### [ACTIVITY]
Apart from the images, repeat the data below exactly as written.

### [RECORDS PROVIDED]
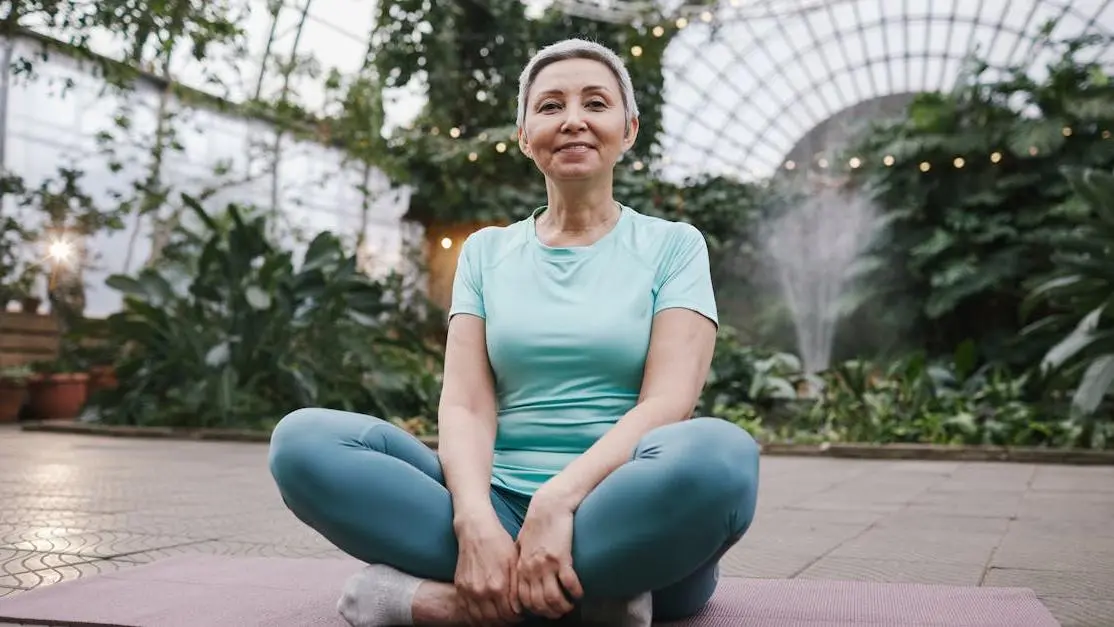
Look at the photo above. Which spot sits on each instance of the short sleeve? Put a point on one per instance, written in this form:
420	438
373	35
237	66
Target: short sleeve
685	276
468	282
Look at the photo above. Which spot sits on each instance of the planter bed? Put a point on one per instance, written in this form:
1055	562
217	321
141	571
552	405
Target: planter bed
939	452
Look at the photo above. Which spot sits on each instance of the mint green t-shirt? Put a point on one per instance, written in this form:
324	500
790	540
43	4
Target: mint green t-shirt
568	330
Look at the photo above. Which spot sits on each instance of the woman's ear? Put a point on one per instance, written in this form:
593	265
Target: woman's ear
632	134
524	143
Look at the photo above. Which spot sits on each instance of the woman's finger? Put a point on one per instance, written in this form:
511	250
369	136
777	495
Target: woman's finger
555	598
570	581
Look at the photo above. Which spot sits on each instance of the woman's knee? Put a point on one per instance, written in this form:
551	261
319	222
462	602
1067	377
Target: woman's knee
719	460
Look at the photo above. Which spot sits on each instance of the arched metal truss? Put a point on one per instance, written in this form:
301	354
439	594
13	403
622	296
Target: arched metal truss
745	81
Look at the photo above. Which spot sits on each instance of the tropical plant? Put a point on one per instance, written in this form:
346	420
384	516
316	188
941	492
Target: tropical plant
1077	296
970	187
236	334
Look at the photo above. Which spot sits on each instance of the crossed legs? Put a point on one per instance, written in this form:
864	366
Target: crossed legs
657	523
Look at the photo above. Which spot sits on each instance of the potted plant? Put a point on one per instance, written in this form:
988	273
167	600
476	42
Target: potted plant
12	391
58	390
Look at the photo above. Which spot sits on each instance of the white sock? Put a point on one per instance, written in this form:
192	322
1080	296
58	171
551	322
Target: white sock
378	596
634	613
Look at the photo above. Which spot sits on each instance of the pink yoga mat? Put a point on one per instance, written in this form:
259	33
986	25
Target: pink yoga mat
227	591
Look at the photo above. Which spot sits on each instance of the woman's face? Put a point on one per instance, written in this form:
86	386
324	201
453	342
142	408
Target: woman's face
575	123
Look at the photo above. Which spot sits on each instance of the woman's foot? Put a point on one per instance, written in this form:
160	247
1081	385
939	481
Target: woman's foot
634	613
380	596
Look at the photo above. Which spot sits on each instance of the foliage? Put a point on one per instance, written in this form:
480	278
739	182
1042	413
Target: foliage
914	400
1078	293
461	154
961	236
236	334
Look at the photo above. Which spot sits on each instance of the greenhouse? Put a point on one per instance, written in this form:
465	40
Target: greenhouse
216	213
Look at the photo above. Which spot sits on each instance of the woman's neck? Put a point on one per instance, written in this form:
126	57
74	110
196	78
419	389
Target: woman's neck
578	209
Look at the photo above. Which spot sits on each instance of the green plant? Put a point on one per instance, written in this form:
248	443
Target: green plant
235	333
963	235
1078	294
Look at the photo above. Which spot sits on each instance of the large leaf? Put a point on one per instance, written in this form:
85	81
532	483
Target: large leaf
1095	384
1069	346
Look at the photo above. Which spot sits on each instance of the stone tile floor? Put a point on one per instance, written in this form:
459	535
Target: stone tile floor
75	506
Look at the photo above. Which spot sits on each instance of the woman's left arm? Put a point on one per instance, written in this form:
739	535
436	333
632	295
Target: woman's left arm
681	346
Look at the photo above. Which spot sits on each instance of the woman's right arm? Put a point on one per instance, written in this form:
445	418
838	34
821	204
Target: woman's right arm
467	423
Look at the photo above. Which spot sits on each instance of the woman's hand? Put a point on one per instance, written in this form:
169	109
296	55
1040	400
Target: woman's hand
486	581
545	559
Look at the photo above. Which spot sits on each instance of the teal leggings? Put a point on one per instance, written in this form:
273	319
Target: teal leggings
660	522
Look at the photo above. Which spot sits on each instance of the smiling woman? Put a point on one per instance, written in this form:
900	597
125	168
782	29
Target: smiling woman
570	474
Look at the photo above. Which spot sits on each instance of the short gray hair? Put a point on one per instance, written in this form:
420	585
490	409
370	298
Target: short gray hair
576	49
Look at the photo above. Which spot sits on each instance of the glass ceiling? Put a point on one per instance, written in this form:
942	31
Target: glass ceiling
745	79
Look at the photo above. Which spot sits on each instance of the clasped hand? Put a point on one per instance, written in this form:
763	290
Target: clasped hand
499	579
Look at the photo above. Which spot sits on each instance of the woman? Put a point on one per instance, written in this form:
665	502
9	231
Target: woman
569	479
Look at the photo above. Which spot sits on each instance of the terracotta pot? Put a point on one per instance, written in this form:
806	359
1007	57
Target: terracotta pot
101	378
58	397
12	393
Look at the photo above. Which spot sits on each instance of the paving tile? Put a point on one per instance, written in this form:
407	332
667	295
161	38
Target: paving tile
755	560
227	548
1077	584
1041	552
920	545
1074	479
87	542
888	570
13	561
50	576
996	505
1081	613
918	521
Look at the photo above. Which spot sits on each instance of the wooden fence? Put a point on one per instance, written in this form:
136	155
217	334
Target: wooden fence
27	338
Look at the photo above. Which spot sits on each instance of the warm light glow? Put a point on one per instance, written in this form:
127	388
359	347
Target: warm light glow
60	251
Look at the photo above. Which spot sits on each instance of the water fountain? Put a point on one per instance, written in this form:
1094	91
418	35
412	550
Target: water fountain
812	247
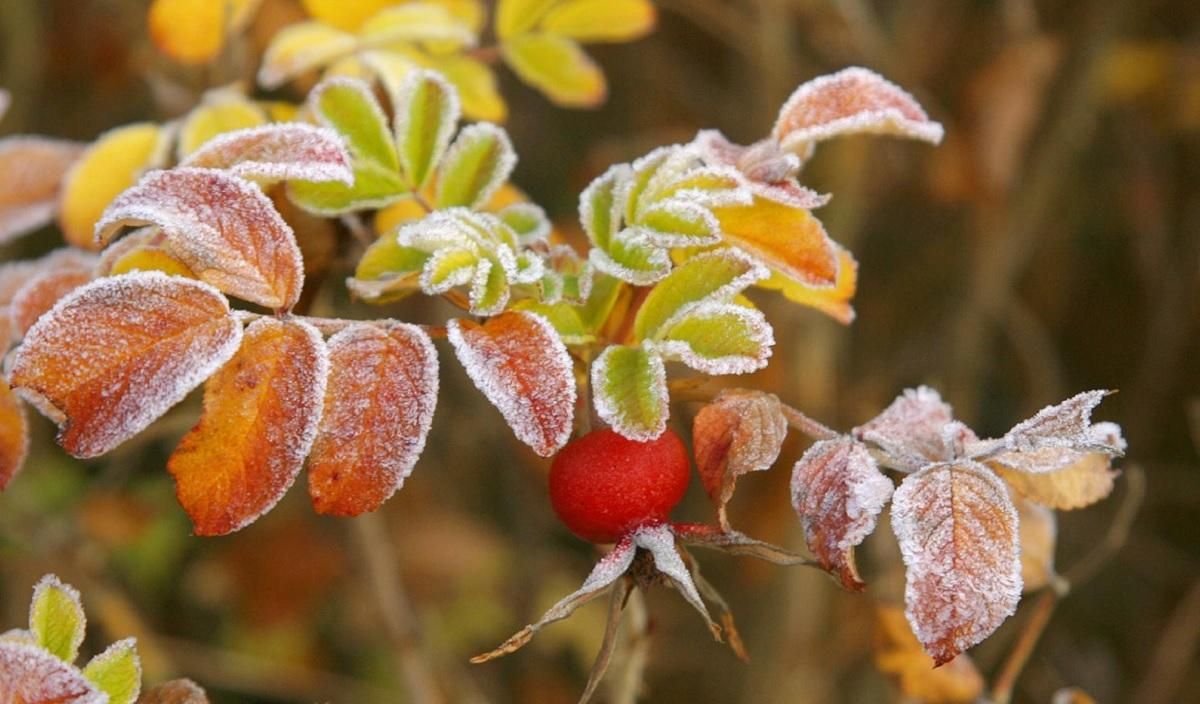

### [COMPLETED TASK]
Look at the photo above. Which spot sits on each instance of the short sleeve? Put a point on one per instance, written in this form:
420	438
373	35
237	66
Target: short sleeve
685	276
468	282
Look at the photo above. Which spot sits on each instance of the planter bed? Put a point on one per instance, written in this form:
1055	562
217	321
141	571
552	405
Target: planter bed
939	452
Look at the photo above. Which spot sits on each instance of the mint green t-shirt? Put a point on one per instance, written in this form:
324	500
790	540
43	4
Target: mint green t-shirt
568	330
Look at the photo above. Which spot sits on each instance of the woman's ear? Put a point on one per instance, written in this form:
593	265
Target: woman's ear
632	134
524	143
Look at the photo above. Which spot sits on each instance of the woman's finger? Put a point on one per instance, written in this form:
511	250
369	136
777	495
Target: woman's finger
555	598
570	581
Look at the photo above. Which spot sits on each instance of the woman's knee? Put a point on one per instance, written in this form:
551	261
319	222
462	602
1067	377
Target: woman's knee
719	460
Look at the photo above. Which spot sits on each instance of the arched metal truss? Put a point on one per instance, written in this form:
301	354
439	594
13	403
622	296
Target: arched metal truss
745	81
Look at the photo above. Which spot sits on each instance of the tropical plant? Put a point on one per instance, written in this form:
346	420
384	516
316	188
941	492
Target: tropical plant
1077	296
970	187
236	334
Look at the photo above. Which spot sits on each instance of the crossed legs? Put a point on one per instance, written in this form:
864	366
Target: crossed legs
657	523
Look at the photo above. Which spot sits on each instance of the potted plant? Put a point on one per instance, written in this form:
988	273
167	600
476	42
Target: potted plant
12	391
58	390
Look at the photo above. Which spot sits on each instance of the white sock? Put a point on one per instance, written in this form:
192	322
1080	296
58	171
551	322
Target: white sock
378	596
634	613
Look at the photo above. Which spot sits on each instance of the pink yoga mat? Put a point on one per instance, written in this form:
259	33
986	25
Target: pink yoga mat
227	591
Look at the photo above. Which spot sits on each instance of the woman's face? Put a point on one per instance, written in this form:
86	386
324	201
453	342
142	408
Target: woman's face
575	123
Look at the photo above. Which spot sits on each instance of the woman's foot? Put a point on one per instance, written in this form:
160	247
1081	385
939	481
Target: woman's foot
634	613
380	596
Look at the photo above. Which spot sits on each instance of the foliage? Put a point on one per instance, written in this form:
480	278
739	182
1042	413
Target: foliage
914	400
1078	293
461	154
961	236
236	334
Look at the photo above. Which spot sits on each instance of the greenhouse? Put a point on one per instance, written in this form:
465	40
Target: greenhouse
216	213
Look at the photo above. Which spot sits on each instance of the woman's neck? Put a point on one per instance, written in this form:
126	57
74	110
196	78
419	389
Target: woman's neck
578	209
Look at the photo above. Which spot sits on each instance of the green plant? Put a point on one per instance, written in this form:
248	443
Target: green plant
235	333
963	235
1078	294
Look at the photo above. Which spot sits on each instance of the large leaf? Put a point on one per instance, written in this form:
85	81
532	483
Target: large leaf
1095	384
1069	346
Look at the photo above. Which spot sits on each instance of the stone tile floor? Put a point on one per instance, written in this form:
459	535
Target: stone tile floor
75	506
Look at the photo above. Which spot sits on each instance of the woman's left arm? Put a point on one per instance, written in this form:
739	535
436	333
632	295
Target: woman's left arm
681	346
Look at the photo above. Which spot sits on each instance of the woman's right arm? Put a point on one per instance, written in this form:
445	418
838	34
821	204
Target: woman's right arm
467	423
Look at the photo above. Which spot sits on each instance of the woman's hand? Put a point on one per instance, written in this form:
169	109
296	55
1040	400
Target: woman's hand
486	581
545	559
Look at the photo above. Which spot sits on each instance of the teal leggings? Put a point on one per instance, written in this form:
273	319
Target: teal leggings
660	522
Look at the photo above. Which spot sits on each instance of the smiling woman? Put a point on one per instance, written in this form:
900	597
125	168
782	29
Target: smiling woman
570	474
Look at the photo above. Which spot sits on each instance of the short gray hair? Put a point on one per instance, written in this form:
420	585
490	409
370	298
Target: short gray hair
576	49
Look at the photo above. Which spot sits on each instance of the glass ceiling? Put a point on one per instance, written in this form:
942	31
Target: glass ceiling
745	79
Look at the photo above. Which spot sits on each instance of the clasped hand? Put a point on one per instance, written in this form:
763	290
Target: clasped hand
499	579
Look at the photo above. Which spot sits on each instance of the woman? Put a point on one per instance, written in this form:
665	502
9	231
Target: woman
569	479
Look at the photo above. Which spot sits on each instance of the terracotta pot? Put a point on one per instance, written in this form:
806	359
1007	57
Target: terracotta pot
101	378
58	397
12	393
Look at the photo above. Which spot sits on each instance of the paving tile? Put a point on one per instance, written in this form:
407	332
667	295
161	38
Target: paving tile
755	560
227	548
1077	584
1041	552
920	545
1074	479
87	542
888	570
13	561
50	576
996	505
1081	613
918	521
Look at the photo above. Which spot sits on each instance of the wooden fence? Put a point on one per instance, written in this form:
136	155
217	334
Target: wooden fence
27	338
Look at the photo above. Which spot sits on each instance of the warm light glow? Put a point on one per instance, written in this form:
127	388
359	347
Target: warm light glow
60	251
Look at the photo above. Which spot sits on each instance of the water fountain? Put a point on one per instance, written in this form:
1094	91
418	35
412	550
Target: water fountain
812	247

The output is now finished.